**Brano di partenza**
==========
Il viaggio è partito da Cracovia, in cui è stato possibile visitare non solo l’ex ghetto della città, ma anche il campo di sterminio di Birkenau e il campo di concentramento di Auschwitz I. Tutta l’esperienza e in particolar modo la visita ai campi, è stata resa più viva e intensa dalle testimonianze di due superstiti del campo di Birkenau, Tatiana Bucci e Sami Modiano, che hanno rappresentato una fonte d’ispirazione nel corso del viaggio. Senza alcun dubbio la straordinarietà delle loro testimonianze è che possono regalare emozioni vere a chi nemmeno può immaginare tutto l’accaduto, cosa che sicuramente non potrebbe offrire una lezione svolta a scuola.
In seguito il viaggio è proseguito in Germania, ad Amburgo, dove ha avuto luogo la visita del campo di Neuengamme e della ex scuola di Bullenhuser Damm, per poi concludersi con la visita della città. È stata sicuramente propizia la scelta di aggiungere la tappa di Amburgo, in quanto porta alla conoscenza di fatti completamente sconosciuti e in passato ignorati.
Il pulsante dell’odio
di Giovanni Dalli Cardillo, V D
La mattina del 5 novembre mi trovavo nel campo di sterminio di Birkenau, tra la baracca 11 e la 12 della sezione maschile, rivolto verso un muro di filo spinato, davanti al quale Sami Modiano, sopravvissuto alla Shoah, condivideva con me e con il resto del gruppo il suo tragico vissuto. In quel momento continuava a risuonare nella mia testa l’eco delle parole da lui stesso pronunciate durante la sua precedente testimonianza nel nostro liceo. Un imperativo in particolare emergeva rispetto a ciò che raccontava: “mai più”. Un’eco lentamente divenuta grido, un grido che non deve essere strozzato , perché tutti capiscano che crimini del genere non devono essere consumati “mai più”.
Un sentimento emergeva su tutti mentre vedevo quei luoghi e udivo quelle testimonianze: l’estraniazione. Non capivo come l’uomo avesse potuto esercitare tanta violenza nei confronti di altri uomini.
==========
**Materiale fornito**
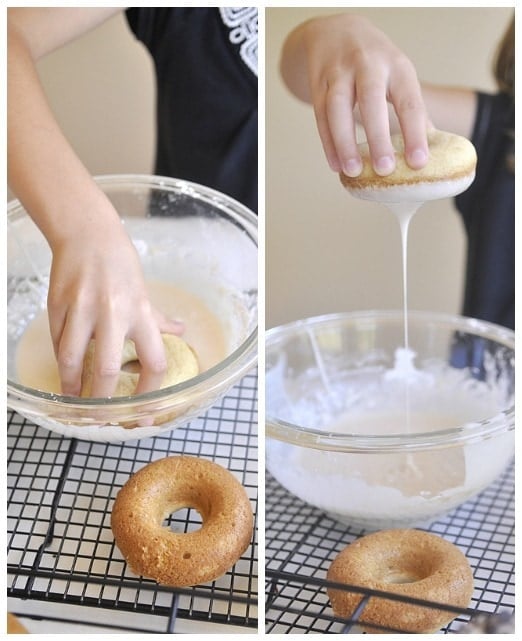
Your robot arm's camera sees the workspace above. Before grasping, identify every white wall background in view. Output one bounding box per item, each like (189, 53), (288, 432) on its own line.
(266, 8), (512, 327)
(10, 7), (512, 327)
(38, 13), (155, 174)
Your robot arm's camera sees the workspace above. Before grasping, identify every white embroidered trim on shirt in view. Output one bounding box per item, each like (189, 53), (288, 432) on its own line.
(219, 7), (257, 76)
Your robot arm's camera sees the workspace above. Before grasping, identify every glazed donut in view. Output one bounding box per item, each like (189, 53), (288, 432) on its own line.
(111, 456), (253, 587)
(340, 129), (477, 203)
(7, 612), (29, 634)
(81, 334), (199, 397)
(327, 529), (473, 634)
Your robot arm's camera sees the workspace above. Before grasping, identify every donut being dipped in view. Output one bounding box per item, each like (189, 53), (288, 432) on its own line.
(81, 334), (199, 398)
(340, 129), (477, 203)
(111, 456), (253, 587)
(327, 529), (473, 634)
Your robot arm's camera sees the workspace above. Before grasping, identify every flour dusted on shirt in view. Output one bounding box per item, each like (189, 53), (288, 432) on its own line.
(219, 7), (257, 76)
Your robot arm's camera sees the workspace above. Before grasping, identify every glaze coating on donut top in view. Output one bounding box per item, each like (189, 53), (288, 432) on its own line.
(111, 456), (253, 587)
(340, 129), (477, 190)
(327, 529), (473, 633)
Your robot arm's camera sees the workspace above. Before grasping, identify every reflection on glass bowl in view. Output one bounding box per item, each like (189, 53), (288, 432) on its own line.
(266, 311), (515, 529)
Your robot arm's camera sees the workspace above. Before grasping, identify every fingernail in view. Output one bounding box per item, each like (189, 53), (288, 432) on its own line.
(374, 156), (395, 176)
(409, 149), (428, 169)
(343, 158), (362, 178)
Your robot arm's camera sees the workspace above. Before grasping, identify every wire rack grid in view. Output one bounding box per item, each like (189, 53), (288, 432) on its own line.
(265, 464), (515, 634)
(7, 372), (258, 633)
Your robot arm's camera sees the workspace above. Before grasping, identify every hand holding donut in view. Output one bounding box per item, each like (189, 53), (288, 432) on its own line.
(281, 14), (428, 176)
(48, 192), (183, 397)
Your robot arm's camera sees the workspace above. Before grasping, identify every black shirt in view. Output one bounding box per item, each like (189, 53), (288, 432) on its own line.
(455, 93), (515, 329)
(126, 7), (258, 211)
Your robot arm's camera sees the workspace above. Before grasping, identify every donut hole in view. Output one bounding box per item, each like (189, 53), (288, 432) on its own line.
(384, 569), (423, 585)
(381, 561), (430, 585)
(163, 507), (203, 534)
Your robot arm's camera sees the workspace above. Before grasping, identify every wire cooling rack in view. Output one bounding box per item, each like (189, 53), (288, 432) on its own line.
(7, 373), (257, 633)
(265, 458), (515, 634)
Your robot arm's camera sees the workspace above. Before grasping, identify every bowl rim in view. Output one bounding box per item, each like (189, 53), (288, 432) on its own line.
(6, 173), (259, 413)
(265, 310), (515, 454)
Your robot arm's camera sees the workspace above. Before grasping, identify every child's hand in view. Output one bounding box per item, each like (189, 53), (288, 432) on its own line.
(48, 205), (183, 397)
(281, 14), (428, 176)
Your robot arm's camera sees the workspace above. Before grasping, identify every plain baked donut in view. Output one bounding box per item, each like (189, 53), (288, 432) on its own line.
(111, 456), (253, 587)
(327, 529), (473, 634)
(81, 334), (199, 397)
(340, 129), (477, 202)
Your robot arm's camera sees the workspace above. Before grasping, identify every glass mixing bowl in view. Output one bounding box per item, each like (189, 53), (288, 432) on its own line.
(7, 175), (258, 441)
(266, 311), (515, 529)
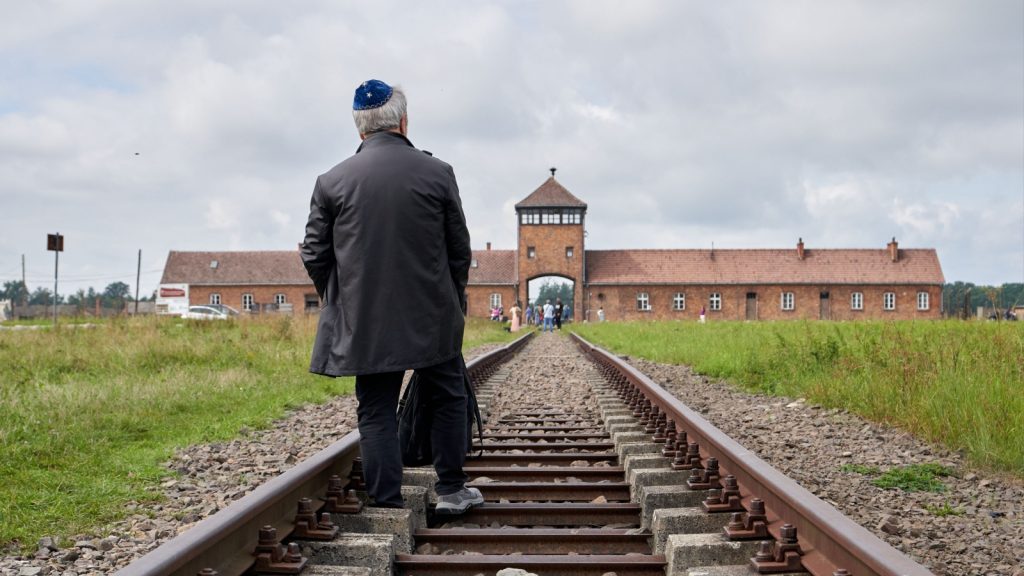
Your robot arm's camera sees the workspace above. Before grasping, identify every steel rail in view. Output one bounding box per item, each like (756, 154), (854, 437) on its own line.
(116, 332), (534, 576)
(572, 334), (932, 576)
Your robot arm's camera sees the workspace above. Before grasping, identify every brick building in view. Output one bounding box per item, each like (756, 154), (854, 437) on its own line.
(460, 174), (944, 321)
(157, 250), (319, 314)
(158, 174), (944, 321)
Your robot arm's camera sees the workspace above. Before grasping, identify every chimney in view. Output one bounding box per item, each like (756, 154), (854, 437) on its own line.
(886, 236), (899, 262)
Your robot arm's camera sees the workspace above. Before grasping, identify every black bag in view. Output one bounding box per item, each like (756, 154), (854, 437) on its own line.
(397, 355), (483, 466)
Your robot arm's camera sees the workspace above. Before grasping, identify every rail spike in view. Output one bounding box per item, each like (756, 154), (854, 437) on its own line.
(751, 524), (806, 574)
(253, 526), (308, 574)
(324, 475), (362, 515)
(686, 456), (722, 490)
(725, 498), (771, 540)
(292, 498), (339, 540)
(700, 475), (743, 512)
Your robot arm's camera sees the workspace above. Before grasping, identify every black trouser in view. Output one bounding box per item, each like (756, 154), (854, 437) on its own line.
(355, 357), (468, 506)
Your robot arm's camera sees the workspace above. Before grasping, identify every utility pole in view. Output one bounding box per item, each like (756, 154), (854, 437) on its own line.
(135, 248), (142, 316)
(46, 232), (63, 327)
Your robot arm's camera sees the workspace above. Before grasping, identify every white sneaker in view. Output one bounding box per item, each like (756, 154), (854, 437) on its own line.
(434, 486), (483, 516)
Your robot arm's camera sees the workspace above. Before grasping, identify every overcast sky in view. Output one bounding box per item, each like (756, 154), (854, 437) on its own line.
(0, 0), (1024, 293)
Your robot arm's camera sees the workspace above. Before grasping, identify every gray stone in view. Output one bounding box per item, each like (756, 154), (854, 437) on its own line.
(615, 436), (664, 459)
(627, 468), (705, 502)
(302, 565), (372, 576)
(623, 454), (672, 478)
(679, 564), (753, 576)
(665, 534), (760, 574)
(611, 430), (651, 447)
(331, 502), (423, 553)
(301, 533), (394, 576)
(643, 504), (729, 554)
(495, 568), (537, 576)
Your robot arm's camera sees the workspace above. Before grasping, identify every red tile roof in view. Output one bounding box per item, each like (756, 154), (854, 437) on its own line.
(160, 250), (312, 286)
(586, 249), (944, 285)
(469, 250), (516, 285)
(515, 176), (587, 208)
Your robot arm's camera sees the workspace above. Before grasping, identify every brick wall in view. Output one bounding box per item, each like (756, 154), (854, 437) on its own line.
(466, 285), (515, 318)
(188, 284), (318, 313)
(587, 285), (942, 322)
(518, 219), (584, 313)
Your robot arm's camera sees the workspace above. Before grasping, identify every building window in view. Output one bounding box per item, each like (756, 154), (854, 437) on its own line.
(882, 292), (896, 310)
(672, 292), (686, 310)
(850, 292), (864, 310)
(519, 210), (541, 224)
(781, 292), (797, 310)
(302, 294), (319, 313)
(708, 292), (722, 311)
(637, 292), (650, 312)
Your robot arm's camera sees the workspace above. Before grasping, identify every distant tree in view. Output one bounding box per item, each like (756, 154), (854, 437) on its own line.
(29, 286), (65, 306)
(102, 282), (131, 307)
(68, 288), (85, 307)
(534, 280), (575, 310)
(0, 280), (29, 303)
(942, 282), (1024, 318)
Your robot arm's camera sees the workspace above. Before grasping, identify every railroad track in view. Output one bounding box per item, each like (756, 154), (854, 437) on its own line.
(119, 334), (930, 576)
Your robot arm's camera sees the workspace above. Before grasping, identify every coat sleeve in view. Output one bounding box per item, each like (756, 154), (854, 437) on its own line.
(444, 166), (473, 314)
(300, 178), (335, 300)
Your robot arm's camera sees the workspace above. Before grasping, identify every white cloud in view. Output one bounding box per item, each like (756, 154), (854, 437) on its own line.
(0, 0), (1024, 291)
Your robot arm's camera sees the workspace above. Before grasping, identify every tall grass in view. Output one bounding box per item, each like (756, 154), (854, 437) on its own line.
(573, 321), (1024, 476)
(0, 317), (520, 547)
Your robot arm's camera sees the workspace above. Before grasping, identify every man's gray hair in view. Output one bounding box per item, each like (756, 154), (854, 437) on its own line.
(352, 86), (406, 134)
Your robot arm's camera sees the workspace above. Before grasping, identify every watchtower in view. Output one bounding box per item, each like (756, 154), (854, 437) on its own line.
(515, 168), (587, 321)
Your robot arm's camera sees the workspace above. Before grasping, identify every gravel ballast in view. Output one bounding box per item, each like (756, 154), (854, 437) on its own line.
(0, 333), (1024, 576)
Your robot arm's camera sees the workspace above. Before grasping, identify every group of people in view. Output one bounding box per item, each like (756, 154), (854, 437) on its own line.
(503, 298), (569, 332)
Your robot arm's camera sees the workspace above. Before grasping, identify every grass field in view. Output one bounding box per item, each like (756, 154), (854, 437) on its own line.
(573, 321), (1024, 477)
(0, 317), (520, 549)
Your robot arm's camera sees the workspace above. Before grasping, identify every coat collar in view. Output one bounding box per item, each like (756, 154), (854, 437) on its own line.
(355, 131), (416, 154)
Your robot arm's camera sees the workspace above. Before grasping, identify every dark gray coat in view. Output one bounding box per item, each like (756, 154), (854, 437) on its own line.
(300, 132), (471, 376)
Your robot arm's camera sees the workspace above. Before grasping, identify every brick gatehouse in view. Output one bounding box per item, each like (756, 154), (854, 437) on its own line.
(158, 175), (944, 322)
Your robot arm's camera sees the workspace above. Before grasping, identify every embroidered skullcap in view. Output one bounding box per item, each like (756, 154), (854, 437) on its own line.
(352, 80), (392, 110)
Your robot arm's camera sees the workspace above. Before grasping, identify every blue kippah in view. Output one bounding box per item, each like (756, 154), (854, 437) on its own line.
(352, 80), (391, 110)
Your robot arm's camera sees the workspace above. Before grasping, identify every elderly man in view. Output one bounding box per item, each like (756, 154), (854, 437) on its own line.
(301, 80), (483, 513)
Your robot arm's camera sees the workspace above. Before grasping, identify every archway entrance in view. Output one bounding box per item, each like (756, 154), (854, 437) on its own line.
(526, 276), (582, 323)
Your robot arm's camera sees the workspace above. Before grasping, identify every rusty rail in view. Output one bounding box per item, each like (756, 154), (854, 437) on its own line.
(117, 332), (534, 576)
(572, 334), (932, 576)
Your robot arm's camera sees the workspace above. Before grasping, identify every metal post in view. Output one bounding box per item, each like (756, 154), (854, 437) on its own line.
(135, 248), (142, 316)
(53, 240), (60, 327)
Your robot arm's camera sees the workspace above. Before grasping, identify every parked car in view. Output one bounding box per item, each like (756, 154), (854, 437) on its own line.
(181, 304), (239, 320)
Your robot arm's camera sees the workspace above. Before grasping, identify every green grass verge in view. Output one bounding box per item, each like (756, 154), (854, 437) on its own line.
(571, 321), (1024, 476)
(0, 317), (517, 549)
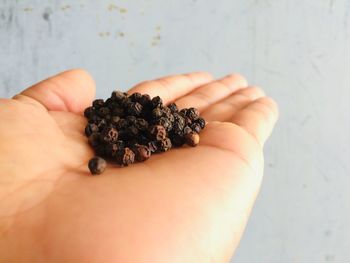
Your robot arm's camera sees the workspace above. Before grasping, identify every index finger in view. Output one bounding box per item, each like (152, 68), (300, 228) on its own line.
(128, 72), (213, 104)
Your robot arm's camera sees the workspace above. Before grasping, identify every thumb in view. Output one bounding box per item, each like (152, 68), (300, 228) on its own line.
(13, 69), (95, 113)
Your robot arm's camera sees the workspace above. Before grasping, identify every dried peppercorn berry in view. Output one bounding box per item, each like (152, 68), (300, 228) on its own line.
(116, 147), (135, 166)
(84, 91), (206, 174)
(149, 125), (166, 141)
(85, 123), (98, 137)
(88, 156), (107, 175)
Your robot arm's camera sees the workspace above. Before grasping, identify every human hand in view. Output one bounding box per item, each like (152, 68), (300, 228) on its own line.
(0, 70), (278, 263)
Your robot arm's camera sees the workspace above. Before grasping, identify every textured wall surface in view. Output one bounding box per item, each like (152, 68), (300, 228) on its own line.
(0, 0), (350, 263)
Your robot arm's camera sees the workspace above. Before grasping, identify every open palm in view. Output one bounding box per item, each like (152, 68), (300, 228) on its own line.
(0, 70), (278, 263)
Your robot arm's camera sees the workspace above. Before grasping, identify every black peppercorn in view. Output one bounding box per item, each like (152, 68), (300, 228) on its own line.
(98, 107), (110, 117)
(101, 127), (118, 143)
(84, 106), (96, 119)
(88, 156), (107, 175)
(111, 116), (120, 125)
(85, 123), (98, 137)
(155, 117), (173, 131)
(129, 92), (142, 102)
(186, 108), (199, 121)
(92, 99), (105, 109)
(112, 107), (125, 117)
(191, 123), (202, 133)
(148, 141), (158, 153)
(116, 147), (135, 166)
(128, 102), (143, 116)
(149, 125), (166, 141)
(84, 91), (206, 174)
(168, 103), (179, 113)
(88, 132), (100, 148)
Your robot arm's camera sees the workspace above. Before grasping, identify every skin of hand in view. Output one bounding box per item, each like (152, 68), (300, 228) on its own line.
(0, 70), (278, 263)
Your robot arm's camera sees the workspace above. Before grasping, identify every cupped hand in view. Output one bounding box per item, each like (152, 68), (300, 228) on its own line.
(0, 70), (278, 263)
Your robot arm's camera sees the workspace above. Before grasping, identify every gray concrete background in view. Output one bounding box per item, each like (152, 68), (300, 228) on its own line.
(0, 0), (350, 263)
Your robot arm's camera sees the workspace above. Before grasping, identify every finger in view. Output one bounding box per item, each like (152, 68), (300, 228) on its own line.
(13, 69), (95, 113)
(201, 87), (265, 121)
(175, 74), (248, 111)
(231, 97), (278, 146)
(128, 72), (213, 104)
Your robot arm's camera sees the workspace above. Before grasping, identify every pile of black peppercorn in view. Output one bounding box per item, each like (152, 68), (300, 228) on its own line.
(84, 91), (205, 174)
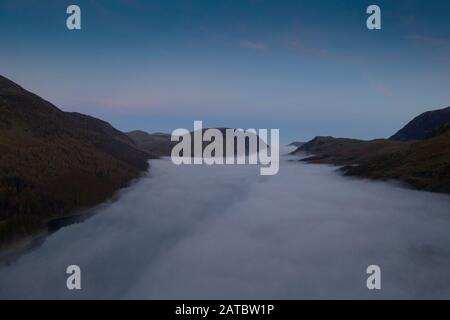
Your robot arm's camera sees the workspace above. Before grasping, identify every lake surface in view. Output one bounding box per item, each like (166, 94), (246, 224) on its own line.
(0, 152), (450, 299)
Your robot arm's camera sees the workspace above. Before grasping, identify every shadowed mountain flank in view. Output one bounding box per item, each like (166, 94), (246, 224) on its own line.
(0, 76), (152, 244)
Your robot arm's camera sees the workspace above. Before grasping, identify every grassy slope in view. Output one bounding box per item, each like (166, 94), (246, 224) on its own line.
(0, 77), (149, 245)
(297, 130), (450, 193)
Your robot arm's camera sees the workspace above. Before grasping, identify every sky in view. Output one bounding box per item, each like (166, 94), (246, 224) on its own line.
(0, 0), (450, 142)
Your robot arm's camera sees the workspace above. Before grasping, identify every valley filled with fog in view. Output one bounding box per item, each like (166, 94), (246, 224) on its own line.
(0, 151), (450, 299)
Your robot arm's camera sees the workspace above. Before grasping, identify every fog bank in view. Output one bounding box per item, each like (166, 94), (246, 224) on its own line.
(0, 152), (450, 299)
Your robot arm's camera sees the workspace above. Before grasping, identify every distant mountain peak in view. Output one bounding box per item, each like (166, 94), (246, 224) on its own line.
(389, 107), (450, 141)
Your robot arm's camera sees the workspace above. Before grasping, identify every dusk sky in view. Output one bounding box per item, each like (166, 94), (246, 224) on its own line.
==========
**Esercizi proposti**
#1 Riscrivi in forma di elenco puntato il paragrafo del brano di partenza che comincia con "In seguito il viaggio è proseguito in Germania". Conserva le informazioni principali.
#2 Elenca tutti i luoghi che, secondo il brano di partenza, sono stati visitati durante il viaggio.

**Soluzioni degli esercizi**
#1
- Il viaggio prosegue in Germania, ad Amburgo.
- Il gruppo visita il campo di Neuengamme e la ex scuola di Bullenhuser Damm.
- Il viaggio si conclude con la visita della città.
- L'aggiunta della tappa di Amburgo è giudicata una scelta felice, perché fa conoscere fatti del tutto sconosciuti e in passato ignorati.

#2
- L'ex ghetto di Cracovia
- Il campo di sterminio di Birkenau
- Il campo di concentramento di Auschwitz I
- Il campo di Neuengamme
- La ex scuola di Bullenhuser Damm
- La città di Amburgo